• EXERCISE PASSAGE
════════════════

Covid-19 written on mask

US Government Launches Task Force to Curb Hoarding and Price Gouging of Medical Supplies

The novel coronavirus is not only placing immense pressure on logistics in general but also on the medical system in particular. This is not helped in any way by some entities and individuals that are allegedly hoarding and engaging in price-gouging activities when it comes to critical medical supplies and the US Justice Department wants this to stop.

And they are taking some very powerful actions to do just that.

The COVID-19 pandemic is stretching the volume of critical medical supplies throughout the world, and it is leading to some particularly unsavory practices that the US government would like to put an end to domestically.

These behaviors include the hoarding of items determined to be critical to combating the pandemic, as well as selling them for extremely high prices. To combat this phenomenon so common to emergency situations, a task force is being launched on President Donald Trump’s order to stymie and discourage this as much as possible.

Facing perhaps the largest challenge of his administration, Donald Trump is quick to point out that all options are on the table when it comes to combating the pandemic and makes this known during his frequent press conferences with the US media. Among the legal changes enacted by the administration includes a fast-track process for approving COVID-19 treatments via the FDA, which normally employs a lengthy process before deploying a product to the wider public.

Other issues outlined by Deputy Attorney General Jeffrey Rosen in a memo released to the press include the systematic targeting of Medicare patients with unnecessary (and expensive) testing as well as prescriptions for medication. Outside of hoarding and price gouging of medical supplies, there are other scams, including crimes against officials and even doctors and nurses, such as robbery and threats of violence.

════════════════

Stored data:
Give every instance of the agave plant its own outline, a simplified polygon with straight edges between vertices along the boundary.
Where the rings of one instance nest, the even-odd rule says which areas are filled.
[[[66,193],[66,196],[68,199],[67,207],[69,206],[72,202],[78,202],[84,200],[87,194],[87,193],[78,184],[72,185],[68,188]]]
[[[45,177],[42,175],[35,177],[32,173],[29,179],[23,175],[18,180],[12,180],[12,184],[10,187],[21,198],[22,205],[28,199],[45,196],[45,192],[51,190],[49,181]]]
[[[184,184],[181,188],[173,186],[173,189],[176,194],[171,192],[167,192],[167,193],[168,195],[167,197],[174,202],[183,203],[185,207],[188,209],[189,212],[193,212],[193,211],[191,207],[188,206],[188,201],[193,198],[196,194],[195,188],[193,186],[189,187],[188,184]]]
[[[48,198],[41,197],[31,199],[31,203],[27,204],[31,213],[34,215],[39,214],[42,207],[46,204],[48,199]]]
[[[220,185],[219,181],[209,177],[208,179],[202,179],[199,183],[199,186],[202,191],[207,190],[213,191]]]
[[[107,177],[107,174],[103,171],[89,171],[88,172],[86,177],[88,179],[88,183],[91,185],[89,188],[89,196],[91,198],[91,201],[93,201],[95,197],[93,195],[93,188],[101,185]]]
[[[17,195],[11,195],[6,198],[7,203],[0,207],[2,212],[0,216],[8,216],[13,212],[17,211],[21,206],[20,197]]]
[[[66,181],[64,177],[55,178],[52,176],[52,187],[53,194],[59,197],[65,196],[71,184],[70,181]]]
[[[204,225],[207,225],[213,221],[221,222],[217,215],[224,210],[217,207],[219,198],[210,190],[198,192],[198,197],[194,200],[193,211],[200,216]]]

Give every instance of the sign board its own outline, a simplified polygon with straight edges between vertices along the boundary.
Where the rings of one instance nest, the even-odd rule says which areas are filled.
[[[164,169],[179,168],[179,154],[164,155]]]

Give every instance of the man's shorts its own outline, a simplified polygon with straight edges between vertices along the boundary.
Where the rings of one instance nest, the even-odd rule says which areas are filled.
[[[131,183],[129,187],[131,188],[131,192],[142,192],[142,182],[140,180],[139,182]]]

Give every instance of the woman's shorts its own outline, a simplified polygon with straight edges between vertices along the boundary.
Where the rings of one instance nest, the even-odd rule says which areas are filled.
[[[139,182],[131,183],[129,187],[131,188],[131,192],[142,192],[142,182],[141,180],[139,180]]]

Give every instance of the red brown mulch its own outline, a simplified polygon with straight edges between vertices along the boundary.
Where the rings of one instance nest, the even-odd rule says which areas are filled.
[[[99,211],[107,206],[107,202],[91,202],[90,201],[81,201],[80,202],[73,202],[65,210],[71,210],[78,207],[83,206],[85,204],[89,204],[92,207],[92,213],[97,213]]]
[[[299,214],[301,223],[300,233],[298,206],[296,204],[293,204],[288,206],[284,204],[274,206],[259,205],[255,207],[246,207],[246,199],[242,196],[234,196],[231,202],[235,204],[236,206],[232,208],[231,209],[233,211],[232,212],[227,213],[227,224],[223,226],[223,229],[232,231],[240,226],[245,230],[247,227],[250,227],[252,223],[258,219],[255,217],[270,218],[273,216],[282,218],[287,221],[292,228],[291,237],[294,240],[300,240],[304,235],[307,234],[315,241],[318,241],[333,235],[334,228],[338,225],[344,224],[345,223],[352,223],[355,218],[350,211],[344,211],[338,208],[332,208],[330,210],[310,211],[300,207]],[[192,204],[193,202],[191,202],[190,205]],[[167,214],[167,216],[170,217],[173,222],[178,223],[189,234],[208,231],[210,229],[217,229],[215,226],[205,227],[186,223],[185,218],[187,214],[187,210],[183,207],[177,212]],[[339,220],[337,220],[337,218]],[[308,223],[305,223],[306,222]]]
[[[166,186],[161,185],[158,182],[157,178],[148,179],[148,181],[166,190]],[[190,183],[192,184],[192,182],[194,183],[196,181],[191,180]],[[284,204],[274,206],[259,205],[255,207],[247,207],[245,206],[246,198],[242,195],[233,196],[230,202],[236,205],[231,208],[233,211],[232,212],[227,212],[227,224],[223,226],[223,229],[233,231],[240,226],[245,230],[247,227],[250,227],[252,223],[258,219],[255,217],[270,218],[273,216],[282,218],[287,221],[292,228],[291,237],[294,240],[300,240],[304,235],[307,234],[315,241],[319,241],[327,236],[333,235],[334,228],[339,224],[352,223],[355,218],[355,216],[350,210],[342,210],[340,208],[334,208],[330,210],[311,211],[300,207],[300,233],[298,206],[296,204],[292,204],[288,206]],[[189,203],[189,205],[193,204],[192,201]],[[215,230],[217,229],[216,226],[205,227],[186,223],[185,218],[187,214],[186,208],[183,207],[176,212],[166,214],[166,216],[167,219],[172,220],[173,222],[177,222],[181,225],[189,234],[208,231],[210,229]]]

════════════════

• PARTS OF THE EXERCISE
A – How would you sum up the task force article in two sentences?
B – Carry on the task force article from its last sentence.

• PER-TASK ANSWERS
A – On President Donald Trump's order, the US government is launching a task force to curb the hoarding and price gouging of critical medical supplies during the COVID-19 pandemic. A memo from Deputy Attorney General Jeffrey Rosen also points to other issues, including unnecessary testing and prescriptions aimed at Medicare patients, as well as crimes such as robbery and threats of violence against officials, doctors and nurses.

B –
Attorney General William Barr said of the measures being taken, “We must do the best we can to protect Americans’ rights and safety in this novel and troubling time.” U.S. Attorney for the District of New Jersey Craig Carpenito will lead the task force on hoarding and price gouging.

According to Reuters, as of press, some 600 people have died of COVID-19 in the United States with some 50,000 people infected so far. Initially emerging in Wuhan, China, the novel coronavirus is causing a lot of economic chaos all over the world. From canceled events, people staying at home from work, and a total shutdown of international travel and the domestic economy, the world has not really dealt with an event of this scale in some time.

The pandemic has even led to the postponement of the 2020 Tokyo Olympics to next year, an unprecedented move that underscores the historic nature of the current environment.

Even in the best of times, medical scams are a persistent threat to the healthcare system in the US as well as the patients that depend on it. One such scam recently shut down by the Justice Department involved selling “vaccines” for COVID-19 – something that does not yet exist.